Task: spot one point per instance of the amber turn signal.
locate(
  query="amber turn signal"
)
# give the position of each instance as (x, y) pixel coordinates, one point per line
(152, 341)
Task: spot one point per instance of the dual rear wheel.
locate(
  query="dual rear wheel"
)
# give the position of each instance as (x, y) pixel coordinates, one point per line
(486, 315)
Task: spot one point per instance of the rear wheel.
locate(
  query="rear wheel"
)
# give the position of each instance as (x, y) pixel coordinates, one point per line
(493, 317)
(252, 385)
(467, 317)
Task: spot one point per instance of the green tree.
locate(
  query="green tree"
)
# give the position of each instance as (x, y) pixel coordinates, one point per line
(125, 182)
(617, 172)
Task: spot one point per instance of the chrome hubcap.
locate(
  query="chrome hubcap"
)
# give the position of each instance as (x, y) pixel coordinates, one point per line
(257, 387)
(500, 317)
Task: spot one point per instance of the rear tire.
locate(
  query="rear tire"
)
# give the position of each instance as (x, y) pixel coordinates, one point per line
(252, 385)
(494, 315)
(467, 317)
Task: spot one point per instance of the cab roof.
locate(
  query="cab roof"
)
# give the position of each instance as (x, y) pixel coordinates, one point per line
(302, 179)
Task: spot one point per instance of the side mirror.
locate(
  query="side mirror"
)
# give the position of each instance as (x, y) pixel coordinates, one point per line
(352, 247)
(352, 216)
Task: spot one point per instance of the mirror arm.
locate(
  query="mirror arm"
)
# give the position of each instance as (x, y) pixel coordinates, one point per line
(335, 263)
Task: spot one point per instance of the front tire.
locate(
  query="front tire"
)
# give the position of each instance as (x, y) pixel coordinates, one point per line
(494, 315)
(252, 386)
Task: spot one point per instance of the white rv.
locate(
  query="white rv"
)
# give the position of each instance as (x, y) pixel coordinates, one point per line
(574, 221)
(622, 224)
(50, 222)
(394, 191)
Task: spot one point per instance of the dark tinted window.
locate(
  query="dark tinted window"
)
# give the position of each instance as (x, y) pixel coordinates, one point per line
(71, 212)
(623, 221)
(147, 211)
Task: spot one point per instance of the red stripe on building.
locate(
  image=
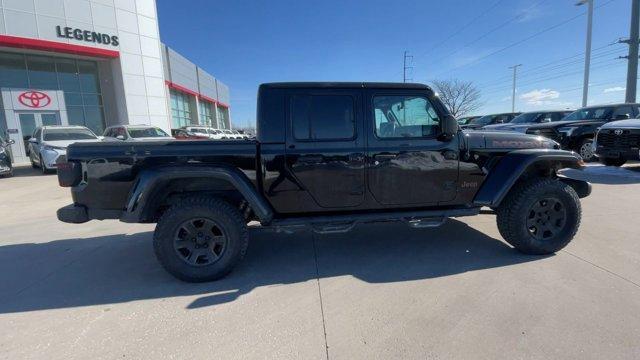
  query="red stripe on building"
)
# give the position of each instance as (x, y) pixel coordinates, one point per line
(193, 93)
(46, 45)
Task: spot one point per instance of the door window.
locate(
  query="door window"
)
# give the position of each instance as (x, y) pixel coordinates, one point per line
(404, 117)
(323, 117)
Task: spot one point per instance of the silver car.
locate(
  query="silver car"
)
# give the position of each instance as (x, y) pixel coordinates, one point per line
(135, 133)
(48, 145)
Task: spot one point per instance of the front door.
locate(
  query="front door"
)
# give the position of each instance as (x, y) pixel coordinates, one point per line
(409, 165)
(324, 153)
(27, 123)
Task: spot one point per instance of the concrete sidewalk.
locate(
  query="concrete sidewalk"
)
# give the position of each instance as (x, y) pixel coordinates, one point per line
(381, 291)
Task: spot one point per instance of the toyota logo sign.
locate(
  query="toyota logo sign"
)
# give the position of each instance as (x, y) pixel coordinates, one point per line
(34, 99)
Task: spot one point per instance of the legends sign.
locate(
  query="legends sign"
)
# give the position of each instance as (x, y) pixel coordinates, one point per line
(86, 35)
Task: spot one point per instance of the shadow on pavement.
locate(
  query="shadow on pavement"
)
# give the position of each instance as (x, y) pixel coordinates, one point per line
(122, 268)
(608, 175)
(28, 171)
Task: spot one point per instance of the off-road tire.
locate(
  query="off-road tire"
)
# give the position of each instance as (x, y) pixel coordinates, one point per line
(612, 161)
(515, 211)
(226, 217)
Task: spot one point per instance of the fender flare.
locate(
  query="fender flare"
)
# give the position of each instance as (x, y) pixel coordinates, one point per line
(515, 163)
(149, 180)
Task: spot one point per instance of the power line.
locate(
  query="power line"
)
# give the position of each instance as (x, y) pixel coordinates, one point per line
(553, 27)
(464, 27)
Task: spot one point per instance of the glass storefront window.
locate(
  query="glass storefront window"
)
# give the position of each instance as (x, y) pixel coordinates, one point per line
(13, 70)
(180, 109)
(206, 115)
(42, 72)
(78, 79)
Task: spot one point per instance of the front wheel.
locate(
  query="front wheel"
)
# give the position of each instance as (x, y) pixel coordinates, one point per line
(585, 149)
(540, 216)
(200, 239)
(612, 161)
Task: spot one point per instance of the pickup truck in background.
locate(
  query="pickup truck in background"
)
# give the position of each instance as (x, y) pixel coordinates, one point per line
(328, 156)
(577, 130)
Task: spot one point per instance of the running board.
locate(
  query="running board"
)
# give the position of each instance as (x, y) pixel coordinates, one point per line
(344, 223)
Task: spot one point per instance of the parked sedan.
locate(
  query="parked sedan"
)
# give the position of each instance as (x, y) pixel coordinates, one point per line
(48, 145)
(6, 167)
(182, 134)
(478, 123)
(135, 133)
(522, 122)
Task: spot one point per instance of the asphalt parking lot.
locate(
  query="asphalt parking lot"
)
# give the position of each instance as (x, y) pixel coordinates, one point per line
(382, 291)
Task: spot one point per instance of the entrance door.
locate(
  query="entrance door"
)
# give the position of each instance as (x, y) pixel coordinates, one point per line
(27, 123)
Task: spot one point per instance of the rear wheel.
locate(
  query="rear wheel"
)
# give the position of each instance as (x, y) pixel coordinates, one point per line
(612, 161)
(200, 239)
(540, 216)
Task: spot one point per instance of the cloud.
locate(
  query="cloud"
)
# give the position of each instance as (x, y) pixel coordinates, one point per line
(614, 89)
(539, 97)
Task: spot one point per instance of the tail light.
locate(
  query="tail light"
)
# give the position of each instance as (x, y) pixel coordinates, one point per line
(69, 174)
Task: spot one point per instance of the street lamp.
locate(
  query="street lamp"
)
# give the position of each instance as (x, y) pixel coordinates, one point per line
(587, 55)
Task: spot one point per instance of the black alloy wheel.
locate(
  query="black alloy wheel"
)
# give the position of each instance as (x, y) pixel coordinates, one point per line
(200, 241)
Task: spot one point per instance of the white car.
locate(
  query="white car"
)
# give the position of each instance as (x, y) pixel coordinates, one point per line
(48, 145)
(135, 133)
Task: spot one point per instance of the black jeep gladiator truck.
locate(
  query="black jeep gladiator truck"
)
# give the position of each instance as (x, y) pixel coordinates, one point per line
(328, 156)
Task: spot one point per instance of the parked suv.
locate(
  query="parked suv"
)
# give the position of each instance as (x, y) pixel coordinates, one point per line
(618, 141)
(6, 166)
(48, 145)
(577, 130)
(135, 133)
(478, 123)
(327, 156)
(523, 121)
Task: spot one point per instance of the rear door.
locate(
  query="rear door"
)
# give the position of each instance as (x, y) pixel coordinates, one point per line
(408, 164)
(324, 153)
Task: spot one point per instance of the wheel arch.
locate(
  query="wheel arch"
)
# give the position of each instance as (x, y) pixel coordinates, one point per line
(157, 187)
(520, 165)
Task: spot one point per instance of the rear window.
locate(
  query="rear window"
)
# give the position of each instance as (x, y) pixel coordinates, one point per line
(322, 117)
(147, 132)
(68, 134)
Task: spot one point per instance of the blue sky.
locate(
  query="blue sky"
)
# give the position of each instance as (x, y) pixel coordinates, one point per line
(245, 43)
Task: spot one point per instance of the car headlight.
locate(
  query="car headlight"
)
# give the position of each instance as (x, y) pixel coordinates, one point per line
(567, 130)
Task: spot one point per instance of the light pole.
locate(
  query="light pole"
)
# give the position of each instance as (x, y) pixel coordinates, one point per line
(632, 70)
(513, 93)
(587, 55)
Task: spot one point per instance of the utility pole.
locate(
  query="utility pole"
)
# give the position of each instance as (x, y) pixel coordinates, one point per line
(634, 39)
(587, 54)
(513, 93)
(405, 67)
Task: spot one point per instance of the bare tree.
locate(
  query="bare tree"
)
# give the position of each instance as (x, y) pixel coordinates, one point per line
(460, 97)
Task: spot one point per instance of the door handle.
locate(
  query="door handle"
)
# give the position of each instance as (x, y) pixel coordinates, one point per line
(385, 156)
(310, 159)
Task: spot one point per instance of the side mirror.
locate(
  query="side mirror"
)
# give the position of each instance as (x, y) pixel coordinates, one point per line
= = = = =
**Exercise**:
Keep only the lines from the one containing "Task: spot one point per instance of the parked suv." to the end of the entries, and repeat them exactly.

**Task output**:
Task: spot one point per instance of the parked suv.
locate(
  query="parked suv"
)
# give the position of each instance as (x, y) pixel coordinates, one point per line
(618, 141)
(6, 166)
(48, 145)
(577, 130)
(135, 133)
(478, 123)
(327, 156)
(523, 121)
Task: spot one point per instance of the rear door.
locate(
  query="rear door"
)
# give the position of each instance as (x, y) pixel coordinates, one point per line
(408, 164)
(324, 153)
Task: spot one point per instance of the wheel arch.
locate(
  query="wheel arch"
)
# give the position of each instance as (x, y) pixel coordinates, one point per line
(157, 187)
(520, 165)
Task: spot one point per instance of the rear window.
locate(
  query="rear window"
)
# give the position of each instance as (x, y) pixel coordinates, one point per line
(322, 117)
(147, 132)
(68, 134)
Task: spot one point per instance of the blue sky.
locate(
  query="blue sky"
)
# give the position of each instance as (x, y) pixel coordinates, one point per line
(245, 43)
Task: spot one point per instance of the car headlight.
locate(
  query="car headlight"
)
# give the position of each instance as (x, y) pixel coordinates, one point per line
(567, 130)
Task: spot one point per instance of the light pole.
locate(
  query="light pole"
)
# give the position of each instance as (x, y) pixel coordinates, one point per line
(632, 70)
(513, 93)
(587, 55)
Task: spot one point per instance of the utility pole.
locate(
  query="utility pole"
)
# give the position of each instance as (x, y) pixel coordinates, one point per line
(634, 39)
(587, 54)
(513, 93)
(405, 67)
Task: spot one point per instance of the bare tree.
locate(
  query="bare tree"
)
# give the position of each instance as (x, y) pixel coordinates, one point per line
(460, 97)
Task: spot one point per instance of the door handle.
locate(
  query="door handle"
)
# give the position of each instance as (x, y) pixel coordinates, one point per line
(385, 156)
(310, 159)
Task: spot one point per instance of the side mirror.
locate(
  query="side mirror"
)
# give the position of each instance as (x, y) pixel coordinates, one point per line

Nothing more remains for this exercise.